===== Task material
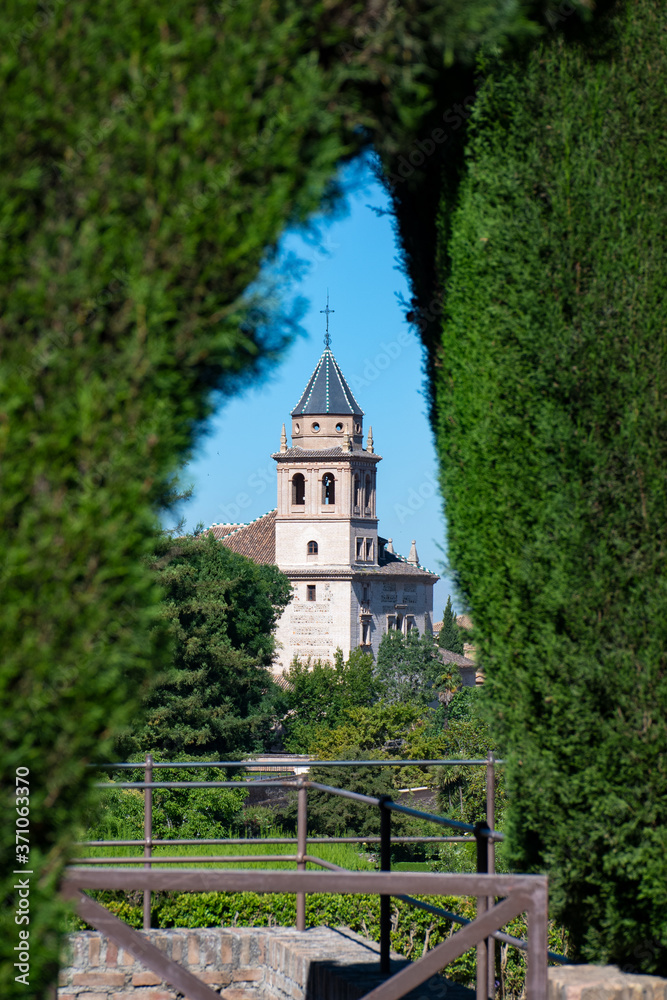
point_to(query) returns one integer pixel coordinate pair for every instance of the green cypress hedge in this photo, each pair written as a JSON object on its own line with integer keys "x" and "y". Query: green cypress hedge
{"x": 550, "y": 394}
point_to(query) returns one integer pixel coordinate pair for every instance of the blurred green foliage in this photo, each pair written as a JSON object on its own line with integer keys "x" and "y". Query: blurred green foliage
{"x": 550, "y": 405}
{"x": 317, "y": 696}
{"x": 219, "y": 610}
{"x": 450, "y": 635}
{"x": 407, "y": 667}
{"x": 177, "y": 813}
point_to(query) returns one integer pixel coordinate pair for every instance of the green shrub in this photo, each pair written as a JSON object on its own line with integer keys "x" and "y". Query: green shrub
{"x": 551, "y": 417}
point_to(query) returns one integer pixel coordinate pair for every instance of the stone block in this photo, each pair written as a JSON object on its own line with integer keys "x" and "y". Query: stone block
{"x": 146, "y": 979}
{"x": 215, "y": 977}
{"x": 603, "y": 982}
{"x": 247, "y": 975}
{"x": 193, "y": 949}
{"x": 98, "y": 979}
{"x": 177, "y": 948}
{"x": 226, "y": 950}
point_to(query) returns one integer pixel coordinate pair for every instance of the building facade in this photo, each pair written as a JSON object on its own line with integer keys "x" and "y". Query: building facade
{"x": 349, "y": 586}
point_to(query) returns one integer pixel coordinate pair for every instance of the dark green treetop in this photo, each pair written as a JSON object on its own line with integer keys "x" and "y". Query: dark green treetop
{"x": 406, "y": 668}
{"x": 450, "y": 634}
{"x": 219, "y": 610}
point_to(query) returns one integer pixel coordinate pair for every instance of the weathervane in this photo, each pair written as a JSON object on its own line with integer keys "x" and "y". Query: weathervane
{"x": 327, "y": 338}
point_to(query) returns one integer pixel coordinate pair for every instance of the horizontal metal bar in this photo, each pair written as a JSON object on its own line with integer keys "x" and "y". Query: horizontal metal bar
{"x": 456, "y": 824}
{"x": 283, "y": 764}
{"x": 181, "y": 859}
{"x": 498, "y": 935}
{"x": 350, "y": 883}
{"x": 368, "y": 800}
{"x": 324, "y": 864}
{"x": 136, "y": 944}
{"x": 278, "y": 782}
{"x": 237, "y": 841}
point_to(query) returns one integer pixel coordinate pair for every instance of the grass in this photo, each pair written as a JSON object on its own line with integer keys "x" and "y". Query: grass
{"x": 344, "y": 855}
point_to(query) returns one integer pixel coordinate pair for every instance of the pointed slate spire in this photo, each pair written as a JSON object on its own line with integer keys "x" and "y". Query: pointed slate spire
{"x": 327, "y": 391}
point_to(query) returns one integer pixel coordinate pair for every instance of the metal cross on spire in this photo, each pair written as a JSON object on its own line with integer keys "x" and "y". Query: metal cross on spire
{"x": 327, "y": 338}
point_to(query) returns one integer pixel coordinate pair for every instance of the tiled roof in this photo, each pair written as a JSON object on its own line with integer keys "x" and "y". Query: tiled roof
{"x": 256, "y": 540}
{"x": 463, "y": 621}
{"x": 398, "y": 568}
{"x": 327, "y": 391}
{"x": 447, "y": 656}
{"x": 222, "y": 530}
{"x": 337, "y": 452}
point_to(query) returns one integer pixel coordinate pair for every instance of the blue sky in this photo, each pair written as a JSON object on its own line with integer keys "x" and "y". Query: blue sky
{"x": 354, "y": 259}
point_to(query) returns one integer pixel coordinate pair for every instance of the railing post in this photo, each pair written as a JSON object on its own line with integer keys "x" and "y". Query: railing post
{"x": 301, "y": 850}
{"x": 385, "y": 901}
{"x": 481, "y": 829}
{"x": 536, "y": 973}
{"x": 148, "y": 834}
{"x": 491, "y": 823}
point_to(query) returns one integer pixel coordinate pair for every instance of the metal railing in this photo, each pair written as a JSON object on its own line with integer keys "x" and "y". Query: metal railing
{"x": 482, "y": 833}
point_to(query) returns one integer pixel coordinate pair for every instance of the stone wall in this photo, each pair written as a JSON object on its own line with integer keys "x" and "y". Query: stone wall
{"x": 603, "y": 982}
{"x": 244, "y": 963}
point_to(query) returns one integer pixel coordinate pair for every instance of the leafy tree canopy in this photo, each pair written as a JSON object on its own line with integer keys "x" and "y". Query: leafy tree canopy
{"x": 450, "y": 634}
{"x": 406, "y": 668}
{"x": 219, "y": 610}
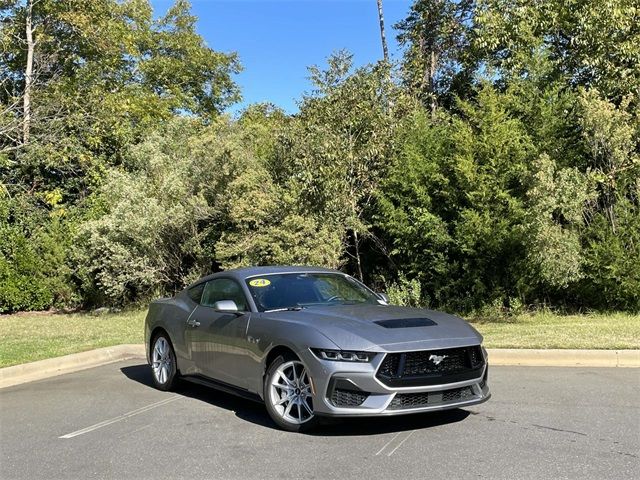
==========
Exercise details:
Please collect every line in the material above that contains the word "metal" and copy each of those lines in full.

Solution for this problem:
point_to(query) returns one integer pixel coordinate pair for every instance of the horizontal metal bar in this photo, each pair written as a JSON object on its own line with integer keys "x" and "y". Query: horizontal metal bar
point_to(query) returns one integer pixel coordinate pair for every instance of the metal cross on spire in this photo, each pair written as a JSON object on its own line with integer keys "x" and "y". Query: metal cross on spire
point_to(query) returns one integer pixel coordinate pair for every instance of the metal railing in this photo, each pair written as a JSON object on its own line with integer keys "x" and "y". Query: metal railing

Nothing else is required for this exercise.